Problem description:
Without the pictures, repeat the listing character for character.

Data extracted from a collection
-------------------------

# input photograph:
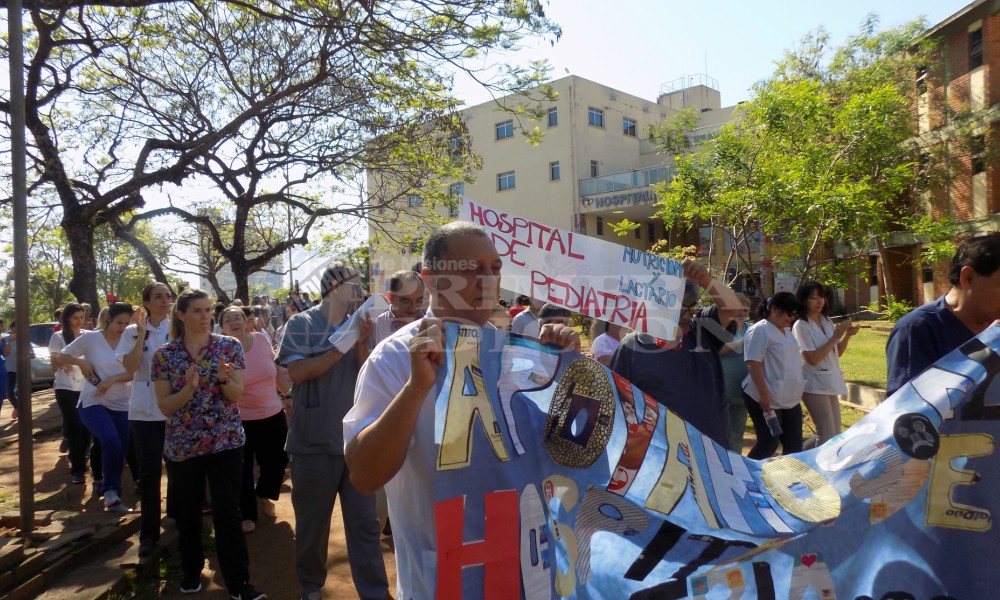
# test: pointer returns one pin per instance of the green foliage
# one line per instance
(273, 107)
(623, 227)
(864, 360)
(821, 154)
(896, 308)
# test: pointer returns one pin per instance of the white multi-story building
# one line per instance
(593, 167)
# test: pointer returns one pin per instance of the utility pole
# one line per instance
(25, 449)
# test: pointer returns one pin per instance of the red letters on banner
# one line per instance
(498, 552)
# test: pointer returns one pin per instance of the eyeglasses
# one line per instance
(408, 302)
(693, 307)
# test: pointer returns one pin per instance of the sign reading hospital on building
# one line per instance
(599, 279)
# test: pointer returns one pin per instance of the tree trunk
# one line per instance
(241, 271)
(146, 254)
(83, 284)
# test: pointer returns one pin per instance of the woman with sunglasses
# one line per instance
(198, 381)
(104, 398)
(822, 344)
(135, 350)
(263, 416)
(775, 380)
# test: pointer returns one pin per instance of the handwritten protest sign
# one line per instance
(612, 496)
(599, 279)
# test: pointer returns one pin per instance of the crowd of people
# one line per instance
(213, 391)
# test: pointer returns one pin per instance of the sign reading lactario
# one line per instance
(593, 277)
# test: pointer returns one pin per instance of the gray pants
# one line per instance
(825, 411)
(317, 479)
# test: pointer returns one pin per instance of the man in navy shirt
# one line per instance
(970, 306)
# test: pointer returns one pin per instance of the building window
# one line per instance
(505, 129)
(505, 181)
(456, 148)
(922, 80)
(595, 116)
(455, 191)
(978, 154)
(628, 126)
(976, 49)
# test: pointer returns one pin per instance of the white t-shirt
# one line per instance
(72, 380)
(142, 401)
(782, 359)
(411, 491)
(525, 323)
(604, 345)
(825, 377)
(92, 346)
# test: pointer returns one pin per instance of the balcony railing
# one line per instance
(625, 181)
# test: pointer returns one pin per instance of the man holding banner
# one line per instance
(389, 434)
(685, 374)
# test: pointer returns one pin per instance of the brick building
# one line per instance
(967, 84)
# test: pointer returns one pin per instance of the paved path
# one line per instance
(271, 545)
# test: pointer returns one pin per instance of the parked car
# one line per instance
(42, 374)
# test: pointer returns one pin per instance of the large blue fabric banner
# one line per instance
(556, 478)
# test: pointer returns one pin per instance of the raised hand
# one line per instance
(426, 352)
(225, 371)
(560, 335)
(191, 378)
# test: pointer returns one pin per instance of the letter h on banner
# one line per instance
(498, 552)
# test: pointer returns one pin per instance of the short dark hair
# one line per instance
(67, 314)
(436, 245)
(982, 253)
(551, 311)
(400, 277)
(805, 290)
(784, 301)
(119, 308)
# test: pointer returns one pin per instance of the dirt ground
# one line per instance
(272, 563)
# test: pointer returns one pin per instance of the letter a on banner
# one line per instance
(498, 552)
(467, 398)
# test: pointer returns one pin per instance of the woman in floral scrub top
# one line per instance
(198, 379)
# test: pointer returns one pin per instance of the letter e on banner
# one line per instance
(498, 552)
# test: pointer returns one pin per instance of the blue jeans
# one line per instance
(111, 428)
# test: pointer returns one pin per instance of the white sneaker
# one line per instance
(113, 503)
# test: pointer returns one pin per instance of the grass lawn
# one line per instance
(864, 361)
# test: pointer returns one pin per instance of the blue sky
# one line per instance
(637, 45)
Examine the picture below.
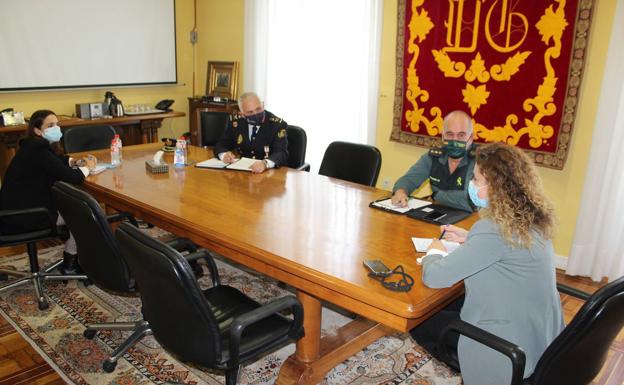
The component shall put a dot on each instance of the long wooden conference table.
(309, 231)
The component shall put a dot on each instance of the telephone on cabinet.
(10, 117)
(164, 105)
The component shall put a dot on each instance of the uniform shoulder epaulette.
(275, 119)
(235, 116)
(436, 151)
(473, 150)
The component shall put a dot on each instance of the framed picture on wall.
(222, 79)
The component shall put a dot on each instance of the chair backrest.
(297, 143)
(212, 125)
(172, 300)
(576, 356)
(359, 163)
(87, 138)
(98, 252)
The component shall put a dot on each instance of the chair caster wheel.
(108, 366)
(89, 334)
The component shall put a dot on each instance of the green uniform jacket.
(448, 189)
(272, 133)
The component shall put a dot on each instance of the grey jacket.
(510, 292)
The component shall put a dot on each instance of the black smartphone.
(376, 266)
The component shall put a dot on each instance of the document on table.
(412, 203)
(422, 244)
(242, 164)
(211, 163)
(98, 169)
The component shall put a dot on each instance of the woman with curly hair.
(506, 261)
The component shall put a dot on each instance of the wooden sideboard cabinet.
(198, 104)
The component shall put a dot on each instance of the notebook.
(242, 164)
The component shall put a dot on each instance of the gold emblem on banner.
(478, 73)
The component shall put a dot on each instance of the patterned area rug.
(57, 334)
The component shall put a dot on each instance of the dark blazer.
(272, 133)
(29, 179)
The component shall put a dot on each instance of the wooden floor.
(21, 364)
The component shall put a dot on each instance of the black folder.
(438, 214)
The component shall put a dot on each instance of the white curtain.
(598, 246)
(315, 63)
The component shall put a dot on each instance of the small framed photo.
(222, 79)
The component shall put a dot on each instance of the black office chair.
(220, 327)
(359, 163)
(576, 356)
(212, 124)
(297, 144)
(87, 138)
(37, 276)
(100, 258)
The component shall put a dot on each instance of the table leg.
(315, 356)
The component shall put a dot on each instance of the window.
(315, 63)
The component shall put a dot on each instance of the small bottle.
(119, 146)
(115, 161)
(179, 157)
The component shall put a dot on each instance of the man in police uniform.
(449, 169)
(254, 133)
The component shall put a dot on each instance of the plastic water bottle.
(119, 146)
(115, 158)
(179, 157)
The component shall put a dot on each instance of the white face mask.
(473, 192)
(52, 134)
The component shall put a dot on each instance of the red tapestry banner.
(514, 65)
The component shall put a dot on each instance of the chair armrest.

-------------------------

Correct output:
# input photograph:
# test: pointer returns one pin per instance of the green foliage
# one line per instance
(273, 107)
(623, 227)
(864, 360)
(821, 154)
(896, 308)
# test: pointer returns one pin per instance of the white multi-story building
# one line per instance
(593, 167)
# test: pointer returns one pin per instance of the utility pole
# one line per instance
(25, 449)
# test: pointer returns one pin per instance of the red letters on banner
# one line per instance
(498, 552)
# test: pointer returns one pin per instance of the eyeglasses
# one line per instance
(408, 302)
(693, 307)
# test: pointer returns one pin per instance of the sign reading hospital on building
# one line per instance
(599, 279)
# test: pointer returns one pin per instance of the tree trunk
# one line per instance
(241, 271)
(146, 254)
(83, 284)
# test: pointer returns one pin per instance of the woman with sunglasses
# one line per instance
(198, 381)
(104, 398)
(822, 344)
(135, 350)
(263, 416)
(775, 380)
# test: pointer returns one pin per instance of the handwritten protest sign
# one line per instance
(612, 496)
(599, 279)
# test: pointer returns one pin per instance of the crowd of people
# one line per instance
(213, 391)
# test: pointer returns one pin per instance of the sign reading lactario
# one line per instance
(593, 277)
# test: pointer returns one pin per instance of the gray pants
# one line per instance
(825, 411)
(317, 479)
# test: pointer returns one pin per instance of the man in navy shirt
# one line per instance
(970, 306)
# test: pointer returns one pin per instance of the building window
# one line per instance
(505, 129)
(505, 181)
(456, 148)
(922, 80)
(595, 116)
(455, 191)
(978, 154)
(628, 126)
(976, 49)
# test: pointer returns one pin per instance of the white t-shirt
# one line per instance
(72, 380)
(142, 401)
(782, 359)
(411, 491)
(525, 323)
(604, 345)
(825, 377)
(92, 346)
# test: pointer returns one pin per instance of the balcony railing
# one line per instance
(625, 181)
# test: pointer returns one pin per instance of the man holding banner
# one line per instance
(389, 434)
(685, 374)
# test: pointer returns one pin per instance of the brick building
# one line per instance
(967, 84)
# test: pointer returns one pin per instance of the paved path
# one line per instance
(271, 545)
# test: pointer returns one pin per instance of the parked car
# one line per instance
(42, 374)
# test: pointer returns one pin per instance of the large blue fabric banner
# one line per instance
(556, 478)
# test: pointer returns one pin per instance of the raised hand
# one line per instance
(426, 352)
(225, 371)
(560, 335)
(191, 378)
# test: pointer returns one pin per instance of the letter h on banner
# one line per instance
(498, 552)
# test: pointer returns one pin per instance of the short dark hair
# one line per instance
(67, 314)
(436, 245)
(982, 253)
(551, 311)
(400, 277)
(805, 290)
(784, 301)
(119, 308)
# test: pointer returns one pin per instance of the dirt ground
# one line per instance
(272, 563)
# test: pointer returns one pin per instance of the letter a on banner
# one line per instance
(498, 552)
(467, 398)
# test: pointer returns one pin per instance of the woman in floral scrub top
# one line per instance
(198, 379)
# test: pointer returns one pin per instance of the letter e on banner
# one line per instance
(498, 552)
# test: pointer returns one pin per instance of the blue jeans
# one line per instance
(111, 428)
# test: pointer returns one pin per instance of the white sneaker
# one line per instance
(113, 503)
# test: pointer returns one pin per instance of the grass lawn
# one line per instance
(864, 361)
# test: pointer returns one pin per instance of the blue sky
# one line per instance
(637, 45)
Examine the picture below.
The component shall put a dot on each instance of the long wooden conference table.
(309, 231)
The component shall put a dot on each instance of the telephone on cabinet.
(10, 117)
(164, 105)
The component shall put a dot on each instance of the uniform shoulder epaulette.
(275, 119)
(235, 116)
(436, 151)
(473, 150)
The component shall put a dot on each instance of the framed picture on wall.
(222, 79)
The component shall put a dot on each instance of the chair backrest.
(297, 143)
(212, 125)
(172, 300)
(576, 356)
(359, 163)
(87, 138)
(98, 252)
The component shall put a dot on each instance of the chair caster wheel.
(108, 366)
(89, 334)
The component shall put a dot on each instance of the green uniform jacket.
(448, 189)
(272, 133)
The component shall put a dot on each instance of the grey jacket.
(510, 292)
The component shall put a dot on each instance of the black smartphone.
(376, 266)
The component shall put a dot on each instance of the document on table.
(412, 203)
(422, 244)
(242, 164)
(211, 163)
(98, 169)
The component shall put a dot on each instance of the woman with curly hair.
(506, 261)
The component shall put a dot on each instance of the wooden sideboard cabinet.
(198, 104)
The component shall put a dot on each instance of the notebook.
(242, 164)
The component shall put a dot on each instance of the gold emblem on banner.
(478, 73)
The component shall put a dot on each instance of the patterned area rug.
(57, 334)
The component shall put a dot on each instance of the dark blazer.
(272, 133)
(29, 179)
The component shall put a dot on each instance of the wooden floor.
(21, 364)
The component shall put a dot on each instance of the black folder.
(438, 214)
The component shall put a dot on each instance of the white curtain.
(598, 246)
(315, 63)
The component shall put a dot on each instance of the small framed photo.
(222, 79)
The component shall put a dot on each instance of the black office chair.
(220, 327)
(359, 163)
(576, 356)
(212, 124)
(297, 144)
(87, 138)
(37, 276)
(100, 258)
The component shall put a dot on each instance of the table leg.
(315, 356)
The component shall put a dot on each instance of the window.
(315, 63)
The component shall put a dot on each instance of the small bottle.
(119, 146)
(115, 161)
(179, 157)
The component shall put a dot on each instance of the man in police uniform.
(449, 169)
(254, 133)
The component shall put a dot on each instance of the plastic water bottle.
(119, 146)
(115, 158)
(179, 157)
The component shall put a dot on each instance of the white face mask.
(473, 192)
(52, 134)
The component shall put a dot on each instance of the red tapestry banner.
(514, 65)
The component shall put a dot on each instance of the chair armrest.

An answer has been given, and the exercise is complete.